■ TASK GOAL ■
Only lines holding the word "below" are wanted from the records; copy all of them.

■ ENTRIES PROVIDED ■
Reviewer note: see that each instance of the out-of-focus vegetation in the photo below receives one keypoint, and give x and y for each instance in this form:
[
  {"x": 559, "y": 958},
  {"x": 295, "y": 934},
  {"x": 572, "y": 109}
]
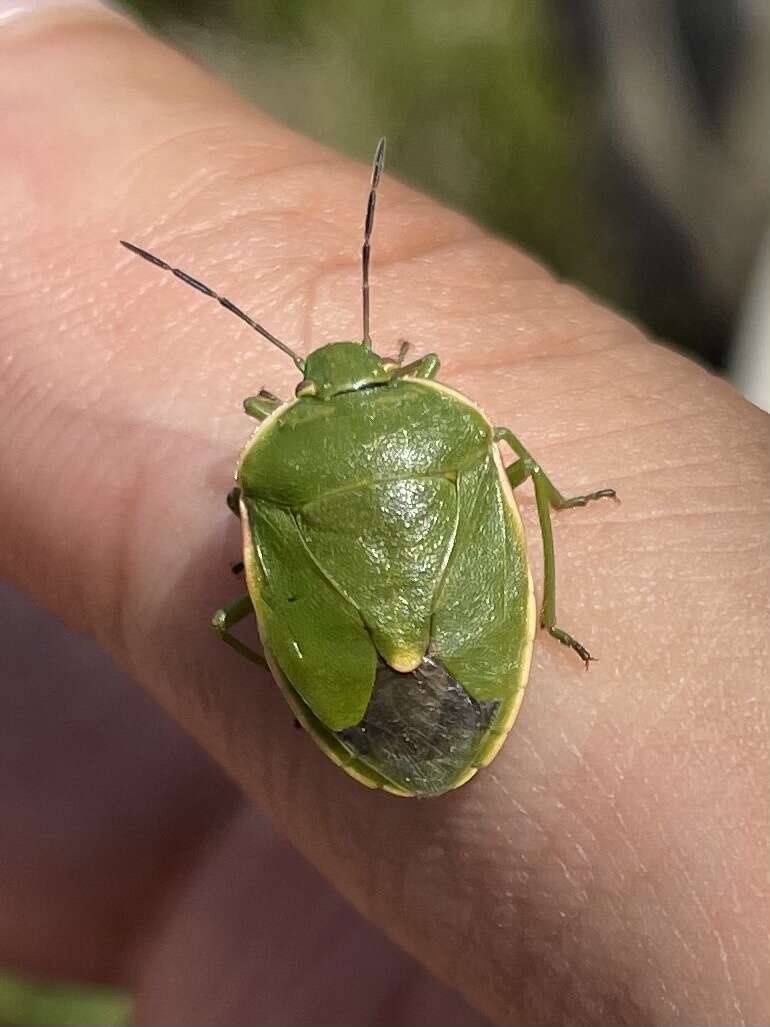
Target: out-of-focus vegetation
[
  {"x": 623, "y": 144},
  {"x": 480, "y": 106},
  {"x": 35, "y": 1004}
]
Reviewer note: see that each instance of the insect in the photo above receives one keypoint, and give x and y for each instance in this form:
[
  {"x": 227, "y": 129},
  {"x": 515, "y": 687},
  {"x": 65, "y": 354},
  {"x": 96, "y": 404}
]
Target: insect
[{"x": 385, "y": 558}]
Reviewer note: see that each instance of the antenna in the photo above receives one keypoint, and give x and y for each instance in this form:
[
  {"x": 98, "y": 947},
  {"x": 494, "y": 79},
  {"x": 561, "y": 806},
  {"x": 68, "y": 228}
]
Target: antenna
[
  {"x": 377, "y": 167},
  {"x": 223, "y": 300}
]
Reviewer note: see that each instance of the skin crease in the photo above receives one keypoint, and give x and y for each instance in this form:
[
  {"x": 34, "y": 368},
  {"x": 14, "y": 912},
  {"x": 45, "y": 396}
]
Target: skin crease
[{"x": 610, "y": 866}]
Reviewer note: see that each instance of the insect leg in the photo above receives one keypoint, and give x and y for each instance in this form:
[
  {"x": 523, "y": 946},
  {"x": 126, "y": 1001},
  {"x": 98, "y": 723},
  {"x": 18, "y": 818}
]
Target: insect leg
[
  {"x": 229, "y": 615},
  {"x": 233, "y": 501},
  {"x": 426, "y": 367},
  {"x": 547, "y": 495},
  {"x": 261, "y": 406}
]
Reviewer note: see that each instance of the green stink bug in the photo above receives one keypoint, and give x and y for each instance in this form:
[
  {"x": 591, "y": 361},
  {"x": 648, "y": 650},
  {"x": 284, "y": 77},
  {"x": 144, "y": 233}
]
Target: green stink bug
[{"x": 385, "y": 559}]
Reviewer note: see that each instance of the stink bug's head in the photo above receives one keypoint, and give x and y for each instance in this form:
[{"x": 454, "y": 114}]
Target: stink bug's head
[{"x": 342, "y": 367}]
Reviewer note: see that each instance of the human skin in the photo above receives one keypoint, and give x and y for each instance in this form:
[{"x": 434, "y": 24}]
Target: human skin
[{"x": 611, "y": 865}]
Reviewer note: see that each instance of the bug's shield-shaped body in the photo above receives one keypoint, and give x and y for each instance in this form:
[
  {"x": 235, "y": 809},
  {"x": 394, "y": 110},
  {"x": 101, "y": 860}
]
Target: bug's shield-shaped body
[{"x": 386, "y": 563}]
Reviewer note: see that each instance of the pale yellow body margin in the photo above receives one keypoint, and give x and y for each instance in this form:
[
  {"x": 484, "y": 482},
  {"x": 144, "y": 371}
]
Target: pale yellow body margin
[{"x": 249, "y": 557}]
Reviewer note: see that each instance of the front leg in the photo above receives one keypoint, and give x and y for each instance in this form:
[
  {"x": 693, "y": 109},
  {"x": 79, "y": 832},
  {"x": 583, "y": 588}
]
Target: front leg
[
  {"x": 227, "y": 617},
  {"x": 547, "y": 495},
  {"x": 426, "y": 368}
]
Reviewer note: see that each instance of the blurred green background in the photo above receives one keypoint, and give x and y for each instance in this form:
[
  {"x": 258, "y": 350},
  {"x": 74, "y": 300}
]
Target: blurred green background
[{"x": 629, "y": 154}]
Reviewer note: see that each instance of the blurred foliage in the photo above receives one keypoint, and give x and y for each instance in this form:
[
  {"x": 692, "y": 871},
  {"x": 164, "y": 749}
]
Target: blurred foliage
[
  {"x": 479, "y": 105},
  {"x": 34, "y": 1004}
]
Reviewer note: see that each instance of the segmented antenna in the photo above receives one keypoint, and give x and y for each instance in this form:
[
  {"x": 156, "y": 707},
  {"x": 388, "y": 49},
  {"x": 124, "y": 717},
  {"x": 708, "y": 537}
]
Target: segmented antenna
[
  {"x": 377, "y": 167},
  {"x": 223, "y": 300}
]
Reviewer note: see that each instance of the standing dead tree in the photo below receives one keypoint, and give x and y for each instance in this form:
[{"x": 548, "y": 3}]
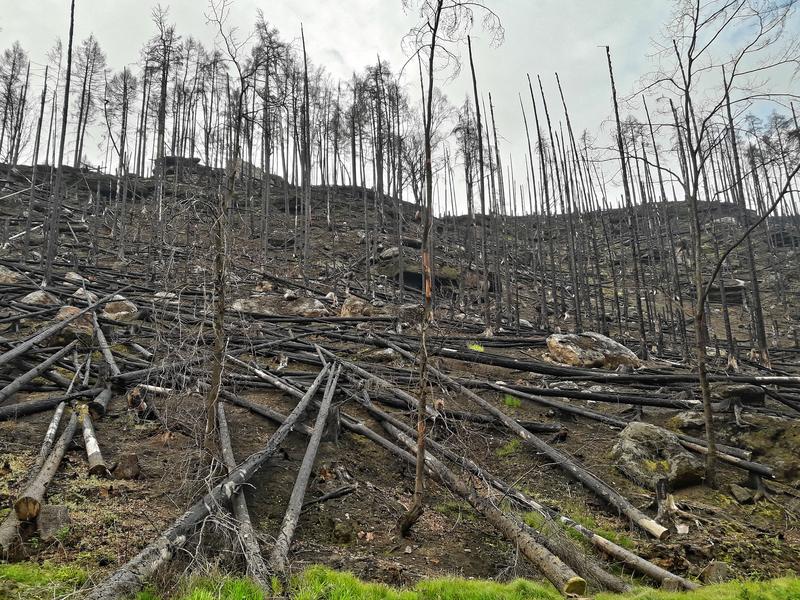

■ ANSWER SPACE ■
Reviewer note: see that each instance of the out-of-focus vegetation in the photo below receives one keypoint, and give x and y for each instance in this form:
Reviewer note: see that each instance of the standing dead tree in the photo below receives one keypoint, and give x and y for each instance in this form:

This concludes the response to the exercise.